▶ _WYMAGANIA ZADANIA_:
Przepisz wszystkie rekordy poniżej i zamień w nich „purple flower” na „violet flower”. Resztę zostaw bez zmian.

═══

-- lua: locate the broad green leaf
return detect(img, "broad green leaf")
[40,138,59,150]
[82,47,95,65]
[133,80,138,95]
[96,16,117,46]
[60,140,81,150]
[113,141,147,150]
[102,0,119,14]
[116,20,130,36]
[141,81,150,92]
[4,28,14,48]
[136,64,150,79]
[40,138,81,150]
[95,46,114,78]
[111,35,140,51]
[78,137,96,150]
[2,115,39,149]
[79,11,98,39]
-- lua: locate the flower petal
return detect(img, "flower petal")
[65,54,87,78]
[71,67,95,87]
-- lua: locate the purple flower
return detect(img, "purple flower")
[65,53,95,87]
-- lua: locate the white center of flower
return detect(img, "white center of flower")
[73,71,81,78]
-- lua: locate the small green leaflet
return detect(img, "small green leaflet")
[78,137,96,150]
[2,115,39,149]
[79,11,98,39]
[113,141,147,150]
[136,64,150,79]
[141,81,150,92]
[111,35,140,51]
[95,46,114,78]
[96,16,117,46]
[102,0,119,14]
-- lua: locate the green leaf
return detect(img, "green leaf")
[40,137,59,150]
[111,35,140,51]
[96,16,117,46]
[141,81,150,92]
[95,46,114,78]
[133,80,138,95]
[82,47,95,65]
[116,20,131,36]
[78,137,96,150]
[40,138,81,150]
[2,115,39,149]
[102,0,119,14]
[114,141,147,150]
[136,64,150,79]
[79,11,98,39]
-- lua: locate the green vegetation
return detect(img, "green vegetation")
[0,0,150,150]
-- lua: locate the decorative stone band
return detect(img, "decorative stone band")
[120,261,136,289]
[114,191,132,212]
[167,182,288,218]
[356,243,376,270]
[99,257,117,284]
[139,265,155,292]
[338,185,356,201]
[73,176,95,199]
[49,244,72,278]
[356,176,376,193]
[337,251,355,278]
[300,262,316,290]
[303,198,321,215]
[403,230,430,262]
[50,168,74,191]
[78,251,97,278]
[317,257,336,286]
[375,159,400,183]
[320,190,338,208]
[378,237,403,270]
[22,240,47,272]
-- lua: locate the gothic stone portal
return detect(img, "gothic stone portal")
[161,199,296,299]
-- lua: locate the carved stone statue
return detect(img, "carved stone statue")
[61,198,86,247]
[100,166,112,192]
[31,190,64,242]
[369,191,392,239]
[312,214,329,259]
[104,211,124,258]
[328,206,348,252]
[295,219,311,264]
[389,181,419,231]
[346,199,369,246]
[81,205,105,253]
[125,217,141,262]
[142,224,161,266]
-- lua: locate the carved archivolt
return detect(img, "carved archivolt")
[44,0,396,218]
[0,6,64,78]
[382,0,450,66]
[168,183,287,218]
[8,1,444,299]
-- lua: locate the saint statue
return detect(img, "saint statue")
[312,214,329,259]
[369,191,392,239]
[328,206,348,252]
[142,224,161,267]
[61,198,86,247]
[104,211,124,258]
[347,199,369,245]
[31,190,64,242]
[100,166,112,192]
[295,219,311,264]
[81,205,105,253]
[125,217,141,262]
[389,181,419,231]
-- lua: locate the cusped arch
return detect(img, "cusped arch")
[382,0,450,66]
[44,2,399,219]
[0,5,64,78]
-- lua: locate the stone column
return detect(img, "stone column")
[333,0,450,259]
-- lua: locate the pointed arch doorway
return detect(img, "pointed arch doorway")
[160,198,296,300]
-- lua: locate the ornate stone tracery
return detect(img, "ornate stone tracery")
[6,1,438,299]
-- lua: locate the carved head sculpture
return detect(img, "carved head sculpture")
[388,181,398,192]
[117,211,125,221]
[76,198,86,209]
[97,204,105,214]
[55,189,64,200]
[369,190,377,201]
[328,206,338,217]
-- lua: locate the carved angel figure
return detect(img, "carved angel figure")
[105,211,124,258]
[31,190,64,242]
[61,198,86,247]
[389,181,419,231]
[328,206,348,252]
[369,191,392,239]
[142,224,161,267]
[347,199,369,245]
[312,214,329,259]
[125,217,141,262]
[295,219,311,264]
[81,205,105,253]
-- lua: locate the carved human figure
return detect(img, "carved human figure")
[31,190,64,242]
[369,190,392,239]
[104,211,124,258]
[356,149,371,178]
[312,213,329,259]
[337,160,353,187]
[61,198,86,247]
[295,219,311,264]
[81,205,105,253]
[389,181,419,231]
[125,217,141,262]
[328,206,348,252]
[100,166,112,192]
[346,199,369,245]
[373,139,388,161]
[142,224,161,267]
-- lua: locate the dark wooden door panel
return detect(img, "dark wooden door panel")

═══

▶ _WYNIK ZADANIA_:
-- lua: locate the broad green leaf
return detect(img, "broad green leaf")
[40,138,59,150]
[82,47,95,65]
[133,80,138,95]
[96,16,117,46]
[60,140,81,150]
[113,141,147,150]
[102,0,119,14]
[116,20,130,36]
[141,81,150,92]
[4,28,14,48]
[136,64,150,79]
[40,138,81,150]
[95,46,114,78]
[111,35,140,51]
[78,137,96,150]
[2,115,39,149]
[79,11,98,39]
-- lua: locate the flower petal
return detect(img, "flower petal")
[65,54,87,78]
[71,67,95,87]
-- lua: locate the violet flower
return detect(img, "violet flower")
[65,53,95,87]
-- lua: locate the white center of flower
return detect(img, "white center of flower")
[73,71,81,78]
-- lua: locate the small green leaflet
return detect(img, "small green leaflet")
[78,137,96,150]
[2,115,39,149]
[79,11,98,39]
[113,141,147,150]
[136,64,150,79]
[141,81,150,92]
[111,35,140,51]
[95,46,114,78]
[96,16,117,46]
[102,0,119,14]
-- lua: locate the green leaf
return detect(img, "green leaf")
[40,137,59,150]
[111,35,140,51]
[96,16,117,46]
[141,81,150,92]
[95,46,114,78]
[133,80,138,95]
[82,47,95,65]
[116,20,131,36]
[78,137,96,150]
[40,138,81,150]
[2,115,39,149]
[102,0,119,14]
[114,141,147,150]
[136,64,150,79]
[79,11,98,39]
-- lua: locate the green vegetation
return detect(img, "green vegetation")
[0,0,150,150]
-- lua: locate the decorative stone band
return detect(img, "decorative stone band")
[120,261,136,289]
[114,191,132,212]
[167,182,288,218]
[356,243,376,270]
[99,257,117,284]
[139,265,155,292]
[338,185,356,201]
[73,176,95,199]
[49,244,72,278]
[356,176,376,193]
[337,251,355,278]
[300,262,316,290]
[303,198,321,215]
[403,230,430,262]
[50,168,74,191]
[78,251,97,278]
[317,257,336,286]
[375,159,400,183]
[320,190,338,208]
[378,237,403,270]
[22,240,47,272]
-- lua: locate the gothic stone portal
return detect(img, "gothic stone portal")
[161,199,296,299]
-- lua: locate the carved stone statue
return detect(img, "carved stone statue")
[61,198,86,247]
[100,166,112,192]
[31,190,64,242]
[369,191,392,239]
[312,214,329,259]
[104,211,124,258]
[328,206,348,252]
[295,219,311,264]
[389,181,419,231]
[346,199,369,246]
[81,205,105,253]
[125,217,141,262]
[142,224,161,266]
-- lua: locate the carved archivolt
return detect(img, "carved archivolt")
[44,0,396,218]
[0,6,64,78]
[382,0,450,66]
[168,183,287,218]
[8,1,444,299]
-- lua: locate the saint statue
return detect(img, "saint statue")
[312,214,329,259]
[369,191,392,239]
[328,206,348,252]
[142,224,161,267]
[61,198,86,247]
[104,211,124,258]
[347,199,369,245]
[31,190,64,242]
[100,166,112,192]
[295,219,311,264]
[81,205,105,253]
[125,217,141,262]
[389,181,419,231]
-- lua: locate the cusped arch
return detect(img, "cusped arch")
[382,0,450,66]
[44,2,399,219]
[0,5,64,78]
-- lua: locate the stone column
return detect(img, "stone column")
[333,0,450,259]
-- lua: locate the pointed arch doorway
return detect(img, "pointed arch doorway")
[160,198,296,300]
-- lua: locate the ornate stone tracery
return detect(img, "ornate stone tracery")
[6,1,438,299]
-- lua: locate the carved head sculpture
return detect(img, "carved head sculpture")
[388,181,398,192]
[117,211,125,221]
[76,198,86,209]
[97,204,105,214]
[55,189,64,200]
[369,190,377,201]
[328,206,338,217]
-- lua: locate the carved angel figure
return detect(img, "carved angel figure")
[105,211,124,258]
[31,190,64,242]
[61,198,86,247]
[389,181,419,231]
[328,206,348,252]
[369,191,392,239]
[142,224,161,267]
[347,199,369,245]
[312,214,329,259]
[125,217,141,262]
[295,219,311,264]
[81,205,105,253]
-- lua: locate the carved human figure
return detect(img, "carved human figure")
[31,190,64,242]
[369,190,392,239]
[104,211,124,258]
[356,149,371,178]
[312,213,329,259]
[337,160,353,187]
[61,198,86,247]
[295,219,311,264]
[81,205,105,253]
[389,181,419,231]
[125,217,141,262]
[328,206,348,252]
[100,166,112,192]
[346,199,369,245]
[373,139,388,161]
[142,224,161,267]
-- lua: locate the dark wooden door panel
return detect(img, "dark wooden door panel")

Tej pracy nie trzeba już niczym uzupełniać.